问题描述 >>
能否把这段注浆作业描写中以“进厂交通洞的岩壁”开头的那一段改写得更简短，同时保留其主要事实？

摘录 >>
+++++
进厂交通洞的岩壁渗出潮湿的寒气,把午后的时光浸得沉甸甸的。这条仅容两车并行的洞子像条沉默的巨蟒,盘踞在山体深处。老张佝偻着腰,像块被岁月磨圆的岩石,双手攥着那根注浆管往锚杆孔里送。管身被磨得发亮,泛着金属特有的冷光,表面沾着的灰白浆液已经半干,像谁随手抹上去的星子,在灯光的照射下显出粗糙的颗粒感。

他身后的输浆管盘踞在地上,像条刚饱餐过的粗笨青蛇,PVC管身被压力撑得微微颤动。管子顺着洞壁一路蜿蜒,那头连着洞口方向的注浆泵,嗡嗡的机器声顺着岩壁传导过来,像是巨蟒低沉的呼吸,和着远处装载机驶过的轰鸣,在狭窄的洞室里撞出浑浊的回声。浆液正顺着透明的管壁慢慢往孔里渗,能看见灰白色的流体在管内缓缓移动,像冻住的牛奶被悄悄解冻。
+++++
提取条目 >>
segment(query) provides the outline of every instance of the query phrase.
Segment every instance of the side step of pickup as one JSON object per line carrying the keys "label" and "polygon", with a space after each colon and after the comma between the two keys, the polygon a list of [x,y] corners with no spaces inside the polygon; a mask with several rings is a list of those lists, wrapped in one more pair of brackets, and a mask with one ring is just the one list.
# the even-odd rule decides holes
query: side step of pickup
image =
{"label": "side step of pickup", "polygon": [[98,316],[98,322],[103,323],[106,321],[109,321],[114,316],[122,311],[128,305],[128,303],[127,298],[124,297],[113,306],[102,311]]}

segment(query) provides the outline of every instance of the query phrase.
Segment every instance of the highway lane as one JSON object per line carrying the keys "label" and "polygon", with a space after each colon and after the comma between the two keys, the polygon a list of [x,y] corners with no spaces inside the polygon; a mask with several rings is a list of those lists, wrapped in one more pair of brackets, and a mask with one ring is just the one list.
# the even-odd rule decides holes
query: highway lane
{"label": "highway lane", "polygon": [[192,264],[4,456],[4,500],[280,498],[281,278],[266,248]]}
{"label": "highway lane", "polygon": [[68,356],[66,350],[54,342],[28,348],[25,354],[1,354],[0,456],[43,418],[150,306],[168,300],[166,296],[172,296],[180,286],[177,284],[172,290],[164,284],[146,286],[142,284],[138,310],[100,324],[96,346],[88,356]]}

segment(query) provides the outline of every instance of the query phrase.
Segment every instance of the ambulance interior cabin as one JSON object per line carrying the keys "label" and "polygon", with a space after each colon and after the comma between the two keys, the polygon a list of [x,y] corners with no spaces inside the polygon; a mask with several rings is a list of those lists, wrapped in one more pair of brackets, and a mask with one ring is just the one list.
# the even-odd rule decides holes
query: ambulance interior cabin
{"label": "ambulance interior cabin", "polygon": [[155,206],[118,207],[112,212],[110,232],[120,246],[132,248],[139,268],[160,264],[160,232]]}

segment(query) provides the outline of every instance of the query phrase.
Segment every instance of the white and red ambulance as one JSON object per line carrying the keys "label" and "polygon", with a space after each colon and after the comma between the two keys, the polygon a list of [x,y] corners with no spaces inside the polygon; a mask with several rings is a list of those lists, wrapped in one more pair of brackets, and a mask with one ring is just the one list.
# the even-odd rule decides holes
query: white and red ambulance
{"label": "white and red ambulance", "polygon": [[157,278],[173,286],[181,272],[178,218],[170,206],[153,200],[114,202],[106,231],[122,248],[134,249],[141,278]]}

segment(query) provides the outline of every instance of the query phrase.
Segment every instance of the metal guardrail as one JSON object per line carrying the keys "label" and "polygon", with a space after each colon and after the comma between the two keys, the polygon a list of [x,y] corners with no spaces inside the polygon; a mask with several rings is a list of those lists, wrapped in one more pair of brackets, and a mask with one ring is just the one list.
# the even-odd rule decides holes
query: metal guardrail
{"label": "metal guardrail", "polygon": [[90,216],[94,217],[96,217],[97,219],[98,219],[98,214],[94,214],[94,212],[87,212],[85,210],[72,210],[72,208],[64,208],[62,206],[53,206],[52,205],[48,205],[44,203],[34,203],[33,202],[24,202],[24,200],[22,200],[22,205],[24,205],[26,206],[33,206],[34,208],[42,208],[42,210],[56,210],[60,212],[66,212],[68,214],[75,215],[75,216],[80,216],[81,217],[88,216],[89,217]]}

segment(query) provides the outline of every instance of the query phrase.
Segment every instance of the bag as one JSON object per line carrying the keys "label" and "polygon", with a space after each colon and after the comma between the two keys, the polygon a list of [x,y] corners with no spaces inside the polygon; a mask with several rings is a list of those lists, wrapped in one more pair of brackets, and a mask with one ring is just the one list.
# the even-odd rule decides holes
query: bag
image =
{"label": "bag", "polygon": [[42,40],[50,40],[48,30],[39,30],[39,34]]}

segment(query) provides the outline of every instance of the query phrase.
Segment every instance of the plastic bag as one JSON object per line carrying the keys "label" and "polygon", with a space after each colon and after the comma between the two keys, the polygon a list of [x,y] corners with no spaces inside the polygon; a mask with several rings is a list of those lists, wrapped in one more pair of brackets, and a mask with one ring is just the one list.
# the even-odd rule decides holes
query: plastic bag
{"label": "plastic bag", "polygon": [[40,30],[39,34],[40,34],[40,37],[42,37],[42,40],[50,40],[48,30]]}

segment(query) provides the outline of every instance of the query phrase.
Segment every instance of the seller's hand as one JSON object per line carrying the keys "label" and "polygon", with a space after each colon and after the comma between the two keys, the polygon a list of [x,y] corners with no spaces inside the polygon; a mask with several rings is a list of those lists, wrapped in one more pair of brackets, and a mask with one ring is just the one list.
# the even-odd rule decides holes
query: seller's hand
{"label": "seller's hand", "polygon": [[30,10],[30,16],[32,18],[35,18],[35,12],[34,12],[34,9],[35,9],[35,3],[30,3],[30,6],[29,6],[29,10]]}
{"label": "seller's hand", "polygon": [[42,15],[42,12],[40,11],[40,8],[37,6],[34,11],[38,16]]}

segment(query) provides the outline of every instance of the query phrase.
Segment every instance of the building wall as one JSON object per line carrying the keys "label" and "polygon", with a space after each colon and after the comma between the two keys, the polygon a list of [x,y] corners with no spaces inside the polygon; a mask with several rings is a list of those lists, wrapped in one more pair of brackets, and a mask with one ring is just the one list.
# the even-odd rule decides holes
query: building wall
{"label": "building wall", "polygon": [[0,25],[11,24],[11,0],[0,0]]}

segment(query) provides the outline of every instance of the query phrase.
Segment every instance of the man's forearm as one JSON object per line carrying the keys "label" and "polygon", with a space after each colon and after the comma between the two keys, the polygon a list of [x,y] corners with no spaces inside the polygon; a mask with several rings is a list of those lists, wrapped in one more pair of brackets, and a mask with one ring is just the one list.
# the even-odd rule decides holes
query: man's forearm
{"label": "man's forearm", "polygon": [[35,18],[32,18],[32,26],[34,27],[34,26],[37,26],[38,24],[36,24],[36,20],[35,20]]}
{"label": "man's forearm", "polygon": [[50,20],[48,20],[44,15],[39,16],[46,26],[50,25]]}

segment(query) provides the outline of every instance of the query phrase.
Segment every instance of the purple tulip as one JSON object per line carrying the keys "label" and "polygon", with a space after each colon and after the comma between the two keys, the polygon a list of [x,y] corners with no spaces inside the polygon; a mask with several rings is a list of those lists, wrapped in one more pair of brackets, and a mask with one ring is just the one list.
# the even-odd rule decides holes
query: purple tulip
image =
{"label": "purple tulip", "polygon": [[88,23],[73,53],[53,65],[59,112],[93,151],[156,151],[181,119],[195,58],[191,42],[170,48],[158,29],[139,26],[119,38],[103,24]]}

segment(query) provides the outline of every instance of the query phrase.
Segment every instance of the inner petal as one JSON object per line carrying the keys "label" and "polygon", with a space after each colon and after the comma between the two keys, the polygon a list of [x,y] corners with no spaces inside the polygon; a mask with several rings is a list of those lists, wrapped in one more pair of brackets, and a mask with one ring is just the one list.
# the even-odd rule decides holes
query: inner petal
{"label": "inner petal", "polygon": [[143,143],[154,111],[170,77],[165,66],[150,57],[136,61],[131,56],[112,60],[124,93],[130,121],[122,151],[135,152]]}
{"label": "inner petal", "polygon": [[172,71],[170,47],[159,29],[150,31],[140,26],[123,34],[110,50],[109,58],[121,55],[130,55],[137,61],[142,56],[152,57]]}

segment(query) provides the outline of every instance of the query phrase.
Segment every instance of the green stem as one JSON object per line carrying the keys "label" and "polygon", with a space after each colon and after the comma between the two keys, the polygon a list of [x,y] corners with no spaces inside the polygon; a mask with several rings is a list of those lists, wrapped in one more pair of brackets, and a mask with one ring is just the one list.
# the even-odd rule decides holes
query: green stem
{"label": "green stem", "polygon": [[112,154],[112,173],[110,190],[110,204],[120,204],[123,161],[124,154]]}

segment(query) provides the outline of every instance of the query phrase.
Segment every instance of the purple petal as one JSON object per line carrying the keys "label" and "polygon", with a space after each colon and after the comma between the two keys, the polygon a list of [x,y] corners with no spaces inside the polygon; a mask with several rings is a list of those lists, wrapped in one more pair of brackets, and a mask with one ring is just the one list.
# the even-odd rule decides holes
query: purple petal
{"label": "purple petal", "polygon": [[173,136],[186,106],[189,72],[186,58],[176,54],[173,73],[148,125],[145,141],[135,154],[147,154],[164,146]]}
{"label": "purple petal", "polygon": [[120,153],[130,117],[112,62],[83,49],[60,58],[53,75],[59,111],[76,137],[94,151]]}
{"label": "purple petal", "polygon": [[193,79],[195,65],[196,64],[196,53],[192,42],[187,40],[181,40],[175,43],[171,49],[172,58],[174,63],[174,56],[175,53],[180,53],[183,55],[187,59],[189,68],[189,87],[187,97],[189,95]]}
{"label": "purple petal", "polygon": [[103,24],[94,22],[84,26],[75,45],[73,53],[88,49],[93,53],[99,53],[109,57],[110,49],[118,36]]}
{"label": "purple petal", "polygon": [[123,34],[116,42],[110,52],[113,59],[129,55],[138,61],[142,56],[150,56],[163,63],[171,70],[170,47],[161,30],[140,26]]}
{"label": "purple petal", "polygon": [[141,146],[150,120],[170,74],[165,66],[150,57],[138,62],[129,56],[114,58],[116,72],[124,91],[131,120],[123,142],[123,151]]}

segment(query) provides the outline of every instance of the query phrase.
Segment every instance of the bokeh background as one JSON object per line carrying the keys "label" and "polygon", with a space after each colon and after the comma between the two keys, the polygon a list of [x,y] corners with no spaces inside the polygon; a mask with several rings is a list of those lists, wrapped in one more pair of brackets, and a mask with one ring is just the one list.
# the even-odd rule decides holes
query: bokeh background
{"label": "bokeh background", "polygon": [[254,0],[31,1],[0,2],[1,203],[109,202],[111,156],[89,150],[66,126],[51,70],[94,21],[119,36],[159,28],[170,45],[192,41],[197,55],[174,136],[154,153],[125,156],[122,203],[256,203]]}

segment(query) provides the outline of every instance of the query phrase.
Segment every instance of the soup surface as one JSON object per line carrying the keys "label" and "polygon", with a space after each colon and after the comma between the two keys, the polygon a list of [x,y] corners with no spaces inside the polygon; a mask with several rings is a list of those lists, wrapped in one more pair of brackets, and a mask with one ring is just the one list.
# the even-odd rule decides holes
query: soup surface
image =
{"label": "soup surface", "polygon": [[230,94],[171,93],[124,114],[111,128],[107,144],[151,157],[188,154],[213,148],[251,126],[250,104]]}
+++++
本题结果 >>
进厂交通洞仅容两车并行，深入山体，岩壁渗出湿冷的寒气。老张弯着腰，双手握着注浆管往锚杆孔里送；管身已被磨得发亮，表面沾着半干的灰白浆液。